(Beginning of DATA FOR PROCESSING)

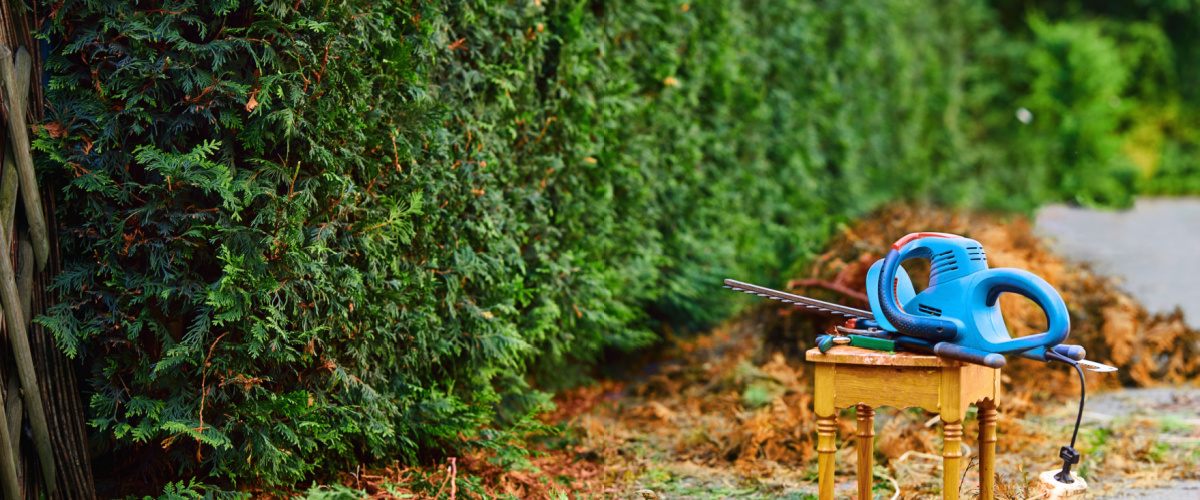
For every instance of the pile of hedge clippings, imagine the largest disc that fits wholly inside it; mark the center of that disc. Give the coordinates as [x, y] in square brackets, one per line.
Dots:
[729, 411]
[732, 408]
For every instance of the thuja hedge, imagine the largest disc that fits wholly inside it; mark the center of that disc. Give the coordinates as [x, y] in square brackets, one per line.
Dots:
[305, 235]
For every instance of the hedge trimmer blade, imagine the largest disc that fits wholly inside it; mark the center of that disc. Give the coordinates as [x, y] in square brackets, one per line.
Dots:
[813, 303]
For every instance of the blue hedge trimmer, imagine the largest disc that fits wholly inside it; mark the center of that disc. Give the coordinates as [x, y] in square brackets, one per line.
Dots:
[957, 317]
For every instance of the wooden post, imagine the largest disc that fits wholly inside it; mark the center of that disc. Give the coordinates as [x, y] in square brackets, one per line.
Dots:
[865, 450]
[952, 432]
[827, 428]
[16, 320]
[18, 140]
[9, 481]
[9, 191]
[987, 449]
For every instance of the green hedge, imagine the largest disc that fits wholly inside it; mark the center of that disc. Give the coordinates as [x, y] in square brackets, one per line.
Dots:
[349, 230]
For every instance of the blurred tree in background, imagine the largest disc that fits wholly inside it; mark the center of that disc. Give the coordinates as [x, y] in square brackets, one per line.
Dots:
[304, 235]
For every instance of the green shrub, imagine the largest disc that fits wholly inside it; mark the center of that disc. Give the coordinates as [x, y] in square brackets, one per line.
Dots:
[305, 235]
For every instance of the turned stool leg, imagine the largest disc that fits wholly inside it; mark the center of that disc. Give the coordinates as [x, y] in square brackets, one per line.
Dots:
[827, 428]
[952, 456]
[987, 449]
[865, 450]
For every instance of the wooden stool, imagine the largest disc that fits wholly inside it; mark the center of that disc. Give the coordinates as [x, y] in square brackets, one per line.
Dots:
[867, 379]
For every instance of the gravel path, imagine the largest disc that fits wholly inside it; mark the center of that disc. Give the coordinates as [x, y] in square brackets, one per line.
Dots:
[1153, 247]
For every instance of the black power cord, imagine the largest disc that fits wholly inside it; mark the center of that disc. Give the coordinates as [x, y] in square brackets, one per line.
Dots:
[1068, 453]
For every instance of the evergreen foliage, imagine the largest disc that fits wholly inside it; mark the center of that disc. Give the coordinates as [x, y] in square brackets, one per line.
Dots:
[307, 234]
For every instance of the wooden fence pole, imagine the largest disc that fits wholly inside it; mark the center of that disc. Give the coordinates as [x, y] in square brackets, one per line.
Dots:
[18, 140]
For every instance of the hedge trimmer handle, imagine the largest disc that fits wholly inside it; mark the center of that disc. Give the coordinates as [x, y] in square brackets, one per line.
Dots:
[931, 329]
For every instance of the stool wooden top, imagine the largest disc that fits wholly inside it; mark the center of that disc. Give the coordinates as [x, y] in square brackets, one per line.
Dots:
[853, 355]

(End of DATA FOR PROCESSING)

- _REQUIRED ACTION_
Reproduce the listing above exactly, excluding all pictures.

- _EXERCISE ANSWER_
For every instance of the pile of hedge clippings, imagine the largest disc that fits wholly inside it; mark the center of that disc. Give the coordinates as [x, y] in square brackets, one per line.
Dots:
[729, 411]
[732, 408]
For every instance of the thuja hedge, imagine the largest disc that fits wholly inside it; mark the center of that disc. Give the coordinates as [x, y] in square brackets, one per line.
Dots:
[305, 235]
For every instance of the hedge trimmer blade, imagine the largest disc that fits wholly inside it; mark the center of that disc. Give the coordinates as [x, y] in square brackets, one per line.
Dots:
[813, 303]
For every instance of the blue hedge trimmer, imagine the largest disc that fits wholly inside it; mark the center of that disc. Give the coordinates as [x, y] in square brackets, one per line.
Dots:
[957, 317]
For every instance of the wooden post, imagine the largest disc that fits wholly inside it; mark the center of that disc. Give the coordinates as [x, y] in square brackets, one per line.
Dots:
[865, 450]
[952, 432]
[827, 428]
[16, 320]
[18, 140]
[9, 481]
[9, 191]
[987, 449]
For every instance of the green hedge, imagine the largest disc that fits wholly inside it; mark the center of that disc. Give the coordinates as [x, y] in square brackets, one per line.
Dots:
[349, 230]
For every instance of the blurred tree in background, imagine the largest disc that fits wholly inside it; mark the center of that disc. Give the coordinates as [x, y] in square brackets, one per line.
Dots:
[304, 235]
For every instance of the green shrub, imagine the largest disc that fits wholly inside it; mark the center of that disc. Give the coordinates as [x, y] in square brackets, one per line.
Dots:
[305, 235]
For every instance of the turned stool leg, imagine the largest disc that fits wholly inside it; mark the center of that disc. Give the coordinates as [x, y] in square brackets, one per line.
Dots:
[827, 428]
[952, 456]
[987, 449]
[865, 450]
For every instance of the wooden stool, imagine the largest disc that fits wholly inside it; mark the center of that disc. Give the coordinates as [x, y] in square brackets, one per line.
Dots:
[867, 379]
For every instance of the gravel path, imagine the largest disc that fits wholly inside it; mark the center of that disc. Give the coordinates as [x, y] in square brackets, one per line.
Dots:
[1153, 247]
For every instance of the black power cord, imagine the largest disc that fits wholly inside it; mark the center of that disc. Give the coordinates as [x, y] in square brackets, one per line.
Dots:
[1068, 453]
For every instance of the evergreen foliage, imagine the largest disc that fits wholly inside it; mark the center of that disc. Give the coordinates as [x, y] in square brackets, one per line.
Dots:
[307, 234]
For every instance of the wooden fence pole, imagine the largest disc that fits wholly inside it; mark the center of that disc. Give the coordinates as [x, y] in square brackets, one per line.
Dots:
[18, 140]
For every instance of the hedge trimmer handle, imagine the largest disc that fits wholly inside it; mark the center of that disc. Give the coordinates as [x, y] in square brackets, one per line.
Dots:
[931, 329]
For every instance of the stool wooden top, imagine the largest disc that fits wholly inside it; mark the center of that disc. Give the coordinates as [x, y] in square brackets, one per line.
Dots:
[853, 355]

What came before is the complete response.